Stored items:
☆ ☆ ☆ ☆ ☆
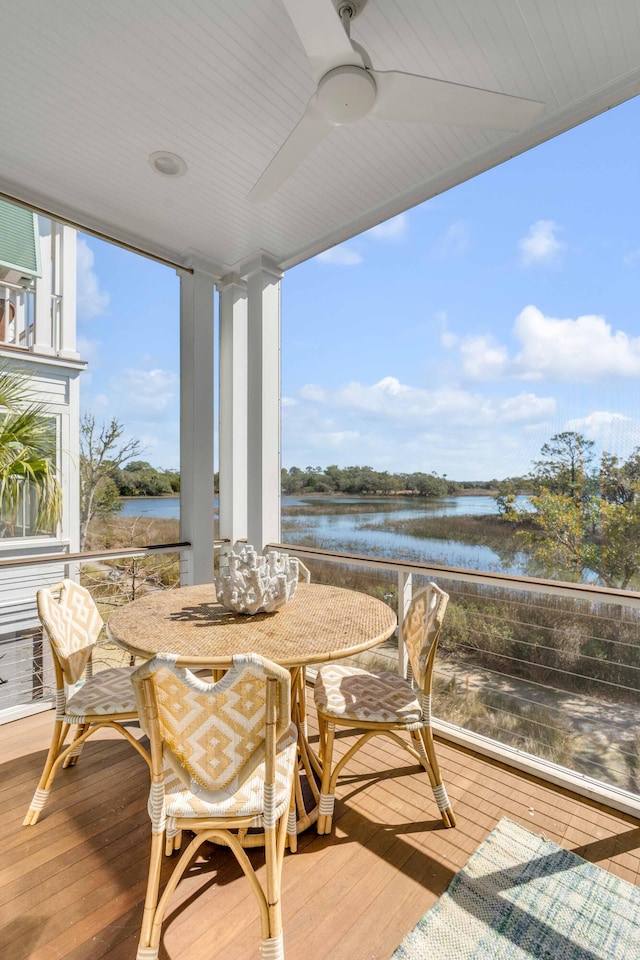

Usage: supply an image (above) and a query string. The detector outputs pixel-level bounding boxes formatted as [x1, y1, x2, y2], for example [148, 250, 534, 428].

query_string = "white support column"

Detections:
[180, 270, 214, 584]
[217, 275, 248, 549]
[58, 224, 79, 357]
[398, 570, 413, 677]
[244, 256, 282, 550]
[33, 217, 53, 353]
☆ ☆ ☆ ☆ ☆
Can you retype the records from their start up to and including the line containing "[217, 275, 248, 549]", leaving the pictures out?

Usage: supply an image (above) and a query string. The detector outputs pixel-level bounding boxes formatted as [x1, y1, x2, y2], for example [148, 250, 534, 428].

query_string = "white support column"

Detections:
[180, 270, 214, 584]
[217, 275, 248, 549]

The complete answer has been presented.